Task objective
Your task is to repeat exactly the lines below between the line holding "above contains woman" and the line holding "above contains short", inclusive, and only those.

=-=-=

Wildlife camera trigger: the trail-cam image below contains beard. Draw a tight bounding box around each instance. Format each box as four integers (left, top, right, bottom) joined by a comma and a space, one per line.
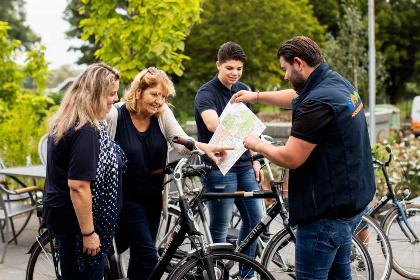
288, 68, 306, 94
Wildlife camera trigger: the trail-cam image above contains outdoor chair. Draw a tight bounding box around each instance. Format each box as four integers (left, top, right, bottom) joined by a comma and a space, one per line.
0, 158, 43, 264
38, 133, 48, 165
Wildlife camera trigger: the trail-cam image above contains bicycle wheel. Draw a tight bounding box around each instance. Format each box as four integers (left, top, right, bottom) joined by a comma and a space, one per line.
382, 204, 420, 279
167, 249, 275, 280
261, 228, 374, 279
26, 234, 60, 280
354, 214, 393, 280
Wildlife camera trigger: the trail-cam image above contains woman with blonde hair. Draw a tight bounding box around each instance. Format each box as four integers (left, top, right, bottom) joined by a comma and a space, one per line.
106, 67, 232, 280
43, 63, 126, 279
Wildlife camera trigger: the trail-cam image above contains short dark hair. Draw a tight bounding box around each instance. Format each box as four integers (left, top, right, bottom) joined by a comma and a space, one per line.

=-=-=

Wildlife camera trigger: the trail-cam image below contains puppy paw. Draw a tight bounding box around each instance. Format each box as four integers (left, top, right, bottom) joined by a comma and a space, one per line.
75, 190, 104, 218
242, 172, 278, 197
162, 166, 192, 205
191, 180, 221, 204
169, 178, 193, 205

=-=-=

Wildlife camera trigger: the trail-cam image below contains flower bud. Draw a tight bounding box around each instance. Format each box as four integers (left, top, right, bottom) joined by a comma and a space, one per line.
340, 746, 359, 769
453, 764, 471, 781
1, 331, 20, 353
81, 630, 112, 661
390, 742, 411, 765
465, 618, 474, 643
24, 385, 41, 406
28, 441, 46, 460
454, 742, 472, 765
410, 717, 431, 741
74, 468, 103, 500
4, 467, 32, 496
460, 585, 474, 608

=-=-=

Task result
Wildlife camera trigger: the trail-cam image above contains woman with blonde hair. Draw a tight bounding box around each instance. Format each box as four integers (left, top, right, bottom) joined by a comma and a space, one per line.
106, 67, 232, 280
43, 63, 126, 279
Wildlife camera trigger: the trail-cam image above contains short dark hair. Draw a tight bounding box around each instance. Format each box as four integers (left, top, right, bottom) joined by a comma and a space, one per line.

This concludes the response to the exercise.